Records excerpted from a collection

################

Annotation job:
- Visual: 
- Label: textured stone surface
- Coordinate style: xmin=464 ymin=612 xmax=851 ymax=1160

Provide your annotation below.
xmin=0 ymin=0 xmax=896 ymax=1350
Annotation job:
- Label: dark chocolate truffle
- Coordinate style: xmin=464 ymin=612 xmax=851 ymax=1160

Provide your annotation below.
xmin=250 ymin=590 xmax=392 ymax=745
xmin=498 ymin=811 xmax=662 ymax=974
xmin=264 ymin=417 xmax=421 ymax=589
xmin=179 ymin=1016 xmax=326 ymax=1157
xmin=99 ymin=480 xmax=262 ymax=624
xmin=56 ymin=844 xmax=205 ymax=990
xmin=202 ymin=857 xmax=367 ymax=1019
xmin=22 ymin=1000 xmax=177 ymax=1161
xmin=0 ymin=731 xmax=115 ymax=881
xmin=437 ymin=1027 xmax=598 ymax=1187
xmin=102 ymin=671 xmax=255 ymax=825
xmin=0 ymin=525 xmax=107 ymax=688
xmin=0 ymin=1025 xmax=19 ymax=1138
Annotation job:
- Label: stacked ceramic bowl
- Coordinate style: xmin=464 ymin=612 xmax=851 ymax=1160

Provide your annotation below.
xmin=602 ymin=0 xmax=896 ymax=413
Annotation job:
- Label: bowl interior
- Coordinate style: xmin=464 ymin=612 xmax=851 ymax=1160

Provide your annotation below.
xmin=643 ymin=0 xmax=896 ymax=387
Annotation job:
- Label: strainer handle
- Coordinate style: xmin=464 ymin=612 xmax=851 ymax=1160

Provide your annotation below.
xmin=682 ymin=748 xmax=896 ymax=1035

################

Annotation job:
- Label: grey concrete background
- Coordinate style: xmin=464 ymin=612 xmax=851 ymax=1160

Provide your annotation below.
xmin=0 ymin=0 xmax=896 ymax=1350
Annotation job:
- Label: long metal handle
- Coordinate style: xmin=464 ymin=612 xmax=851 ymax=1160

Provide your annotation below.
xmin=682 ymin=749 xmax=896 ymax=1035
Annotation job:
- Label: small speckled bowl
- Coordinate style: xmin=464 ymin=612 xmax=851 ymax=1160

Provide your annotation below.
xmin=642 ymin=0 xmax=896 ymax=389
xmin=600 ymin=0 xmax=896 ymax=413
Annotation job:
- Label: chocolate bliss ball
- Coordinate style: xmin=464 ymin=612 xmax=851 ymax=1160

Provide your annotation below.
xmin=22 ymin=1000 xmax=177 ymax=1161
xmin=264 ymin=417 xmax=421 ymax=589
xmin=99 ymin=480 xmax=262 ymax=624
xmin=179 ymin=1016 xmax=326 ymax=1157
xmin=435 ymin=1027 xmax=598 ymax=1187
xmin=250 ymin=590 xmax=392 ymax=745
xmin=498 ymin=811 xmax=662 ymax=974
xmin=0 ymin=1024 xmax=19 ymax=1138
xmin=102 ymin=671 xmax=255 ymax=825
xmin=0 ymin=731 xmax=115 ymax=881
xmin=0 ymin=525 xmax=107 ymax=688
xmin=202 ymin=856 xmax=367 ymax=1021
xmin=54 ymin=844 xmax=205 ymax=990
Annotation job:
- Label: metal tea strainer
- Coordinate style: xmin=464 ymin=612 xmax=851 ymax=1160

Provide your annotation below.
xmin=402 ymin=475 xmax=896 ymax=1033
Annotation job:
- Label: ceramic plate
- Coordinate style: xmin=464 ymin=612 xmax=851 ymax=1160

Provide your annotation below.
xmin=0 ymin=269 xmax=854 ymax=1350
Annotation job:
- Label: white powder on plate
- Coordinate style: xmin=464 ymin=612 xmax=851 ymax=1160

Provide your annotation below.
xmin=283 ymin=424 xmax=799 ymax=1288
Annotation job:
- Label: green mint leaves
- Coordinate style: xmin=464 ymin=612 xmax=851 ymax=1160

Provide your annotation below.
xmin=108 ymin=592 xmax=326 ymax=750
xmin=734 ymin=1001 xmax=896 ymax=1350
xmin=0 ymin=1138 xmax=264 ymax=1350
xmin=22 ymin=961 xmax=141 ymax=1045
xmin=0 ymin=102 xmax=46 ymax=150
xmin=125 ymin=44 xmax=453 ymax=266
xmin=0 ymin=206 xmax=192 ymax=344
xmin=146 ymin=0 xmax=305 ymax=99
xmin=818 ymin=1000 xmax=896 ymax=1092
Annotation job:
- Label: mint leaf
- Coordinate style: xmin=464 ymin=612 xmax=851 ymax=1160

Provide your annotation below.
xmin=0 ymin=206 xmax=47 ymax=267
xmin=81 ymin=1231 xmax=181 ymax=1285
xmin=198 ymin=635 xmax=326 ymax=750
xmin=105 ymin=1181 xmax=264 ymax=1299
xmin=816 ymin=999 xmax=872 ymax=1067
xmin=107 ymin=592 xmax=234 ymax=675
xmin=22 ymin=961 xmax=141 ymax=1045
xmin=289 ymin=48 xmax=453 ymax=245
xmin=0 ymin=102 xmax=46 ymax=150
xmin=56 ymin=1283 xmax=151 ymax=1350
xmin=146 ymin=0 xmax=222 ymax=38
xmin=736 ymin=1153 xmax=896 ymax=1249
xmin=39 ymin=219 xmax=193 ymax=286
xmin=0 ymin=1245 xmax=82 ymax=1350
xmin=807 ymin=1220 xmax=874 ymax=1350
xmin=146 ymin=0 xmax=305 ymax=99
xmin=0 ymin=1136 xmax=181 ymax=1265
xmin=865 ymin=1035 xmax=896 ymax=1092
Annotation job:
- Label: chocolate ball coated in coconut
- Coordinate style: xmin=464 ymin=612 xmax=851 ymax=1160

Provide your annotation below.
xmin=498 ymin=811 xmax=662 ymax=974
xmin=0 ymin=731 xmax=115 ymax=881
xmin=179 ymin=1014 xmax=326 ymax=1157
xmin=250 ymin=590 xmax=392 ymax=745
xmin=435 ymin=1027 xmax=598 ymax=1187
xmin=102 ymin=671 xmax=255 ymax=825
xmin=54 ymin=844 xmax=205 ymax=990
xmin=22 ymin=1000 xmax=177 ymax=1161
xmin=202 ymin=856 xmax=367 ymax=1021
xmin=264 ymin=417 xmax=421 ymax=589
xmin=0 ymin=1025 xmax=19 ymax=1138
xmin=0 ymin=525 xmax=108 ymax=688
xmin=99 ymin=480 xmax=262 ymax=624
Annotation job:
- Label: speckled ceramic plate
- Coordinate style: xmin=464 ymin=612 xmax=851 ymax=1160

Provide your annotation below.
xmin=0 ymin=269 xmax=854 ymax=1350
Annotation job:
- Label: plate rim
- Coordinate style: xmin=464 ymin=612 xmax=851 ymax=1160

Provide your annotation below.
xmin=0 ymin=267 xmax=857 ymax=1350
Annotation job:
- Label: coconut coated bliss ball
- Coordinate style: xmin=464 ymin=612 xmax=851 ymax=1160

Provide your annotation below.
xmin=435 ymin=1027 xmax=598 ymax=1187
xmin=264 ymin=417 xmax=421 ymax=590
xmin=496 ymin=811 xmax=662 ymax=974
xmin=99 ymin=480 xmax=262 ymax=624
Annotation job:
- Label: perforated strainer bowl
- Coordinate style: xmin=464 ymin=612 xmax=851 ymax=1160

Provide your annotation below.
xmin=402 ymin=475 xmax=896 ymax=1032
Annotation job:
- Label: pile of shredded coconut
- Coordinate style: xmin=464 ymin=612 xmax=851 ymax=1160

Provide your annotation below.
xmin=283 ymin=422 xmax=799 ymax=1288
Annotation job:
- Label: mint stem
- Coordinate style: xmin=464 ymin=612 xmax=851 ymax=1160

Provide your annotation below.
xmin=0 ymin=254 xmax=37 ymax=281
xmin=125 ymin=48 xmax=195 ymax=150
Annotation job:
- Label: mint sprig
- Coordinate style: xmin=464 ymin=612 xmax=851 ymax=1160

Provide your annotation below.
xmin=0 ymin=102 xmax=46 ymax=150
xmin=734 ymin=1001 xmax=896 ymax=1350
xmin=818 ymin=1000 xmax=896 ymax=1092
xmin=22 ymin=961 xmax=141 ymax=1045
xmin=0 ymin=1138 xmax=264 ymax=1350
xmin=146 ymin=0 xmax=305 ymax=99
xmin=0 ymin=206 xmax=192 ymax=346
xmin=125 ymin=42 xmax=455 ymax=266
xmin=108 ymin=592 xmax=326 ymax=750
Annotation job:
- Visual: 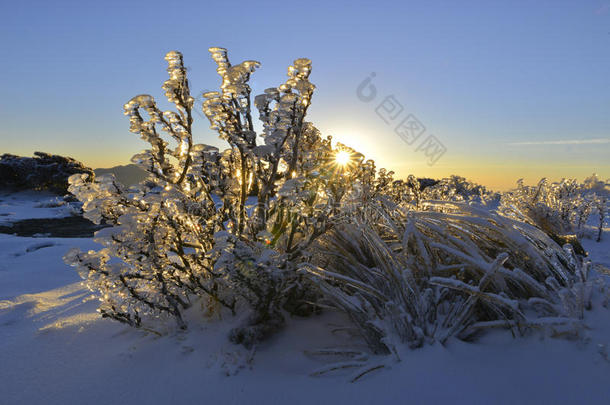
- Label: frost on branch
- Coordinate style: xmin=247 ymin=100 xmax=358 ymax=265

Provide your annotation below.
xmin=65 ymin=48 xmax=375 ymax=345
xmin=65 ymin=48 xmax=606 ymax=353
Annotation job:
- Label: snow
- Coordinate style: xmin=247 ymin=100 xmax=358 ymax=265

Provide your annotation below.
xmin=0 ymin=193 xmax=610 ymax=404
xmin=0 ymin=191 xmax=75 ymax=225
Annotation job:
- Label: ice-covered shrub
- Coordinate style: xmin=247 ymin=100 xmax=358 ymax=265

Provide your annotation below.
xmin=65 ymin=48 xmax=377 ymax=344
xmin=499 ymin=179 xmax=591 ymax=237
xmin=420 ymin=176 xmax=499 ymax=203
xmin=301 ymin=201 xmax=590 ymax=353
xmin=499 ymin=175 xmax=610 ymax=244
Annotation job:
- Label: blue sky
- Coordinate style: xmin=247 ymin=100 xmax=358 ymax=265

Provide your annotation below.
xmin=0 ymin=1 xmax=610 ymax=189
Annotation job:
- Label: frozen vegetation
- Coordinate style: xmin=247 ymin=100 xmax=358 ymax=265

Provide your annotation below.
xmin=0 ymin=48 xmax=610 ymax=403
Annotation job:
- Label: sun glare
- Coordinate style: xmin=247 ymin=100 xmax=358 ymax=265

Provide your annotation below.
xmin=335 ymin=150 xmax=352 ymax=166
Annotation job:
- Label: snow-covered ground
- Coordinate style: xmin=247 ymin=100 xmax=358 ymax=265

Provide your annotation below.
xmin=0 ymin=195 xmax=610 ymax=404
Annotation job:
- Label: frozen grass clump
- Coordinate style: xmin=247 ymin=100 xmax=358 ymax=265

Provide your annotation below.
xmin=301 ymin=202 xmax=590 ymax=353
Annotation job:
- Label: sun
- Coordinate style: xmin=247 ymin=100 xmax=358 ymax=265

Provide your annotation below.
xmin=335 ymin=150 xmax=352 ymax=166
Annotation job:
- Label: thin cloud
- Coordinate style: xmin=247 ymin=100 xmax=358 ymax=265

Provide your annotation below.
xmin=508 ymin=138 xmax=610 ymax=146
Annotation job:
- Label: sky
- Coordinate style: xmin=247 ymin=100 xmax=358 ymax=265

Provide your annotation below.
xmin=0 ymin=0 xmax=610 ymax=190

################

» Exercise
Show every line in the records that contains the word "strainer".

» Result
- Label: strainer handle
- Label: metal tea strainer
- Label: perforated strainer bowl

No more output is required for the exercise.